_Material for this task_:
——

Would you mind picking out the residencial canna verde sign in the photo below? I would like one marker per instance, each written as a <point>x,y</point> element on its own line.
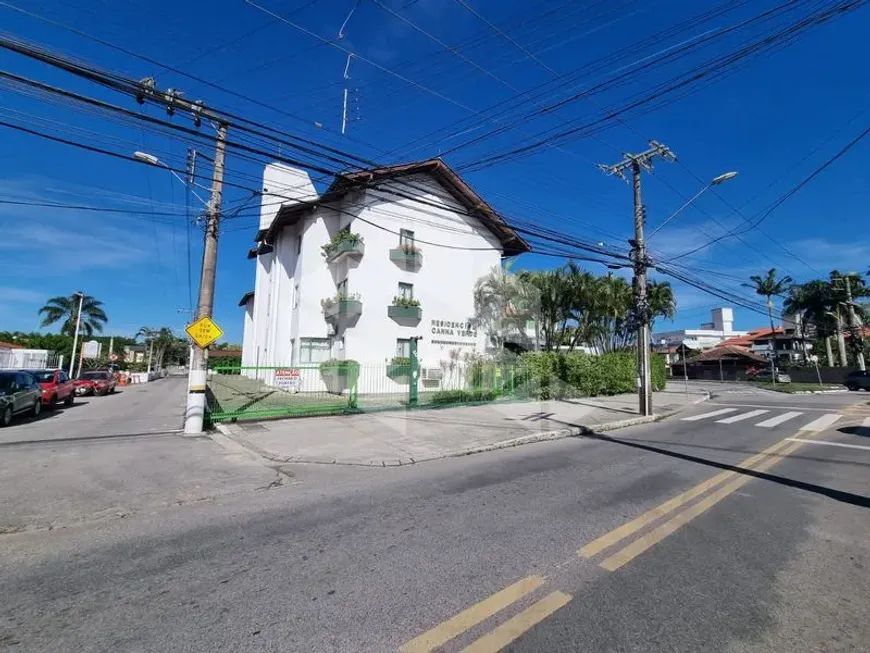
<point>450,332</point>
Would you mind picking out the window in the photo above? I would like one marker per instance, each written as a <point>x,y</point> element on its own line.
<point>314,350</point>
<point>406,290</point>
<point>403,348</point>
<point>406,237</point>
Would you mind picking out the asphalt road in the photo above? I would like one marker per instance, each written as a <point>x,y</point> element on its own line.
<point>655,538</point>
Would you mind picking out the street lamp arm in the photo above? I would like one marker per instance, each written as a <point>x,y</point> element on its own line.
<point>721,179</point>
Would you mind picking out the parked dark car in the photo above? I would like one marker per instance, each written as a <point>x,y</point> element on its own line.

——

Rewrite the lines above as a Markdown table with two columns, "No." for the row number and "Text" for the line. Skip blank lines and omit the pictures.

_Correct response_:
| No. | Text |
|---|---|
| 1 | Would you mind picking out the residencial canna verde sign in the photo below? I would like one marker per instance, each written as a <point>x,y</point> element on its own line. |
| 2 | <point>450,332</point> |
| 3 | Would you mind picking out the window in the photo above? I would like one marker per instance, each written as a <point>x,y</point> element on its own line. |
| 4 | <point>314,350</point> |
| 5 | <point>406,290</point> |
| 6 | <point>403,348</point> |
| 7 | <point>406,237</point> |
| 8 | Would you mind picking out the asphalt road in the photo above? I would like one marker per instance, each written as a <point>x,y</point> element on its own line. |
| 9 | <point>655,538</point> |
| 10 | Would you mind picking out the street lamp arm in the photo above? I would like one marker per instance, each written as a <point>x,y</point> element on its own line. |
| 11 | <point>721,179</point> |
| 12 | Would you mind picking out the parked dark car in the photo above? I would like one marker per instance, each written as a <point>x,y</point> element on its own line. |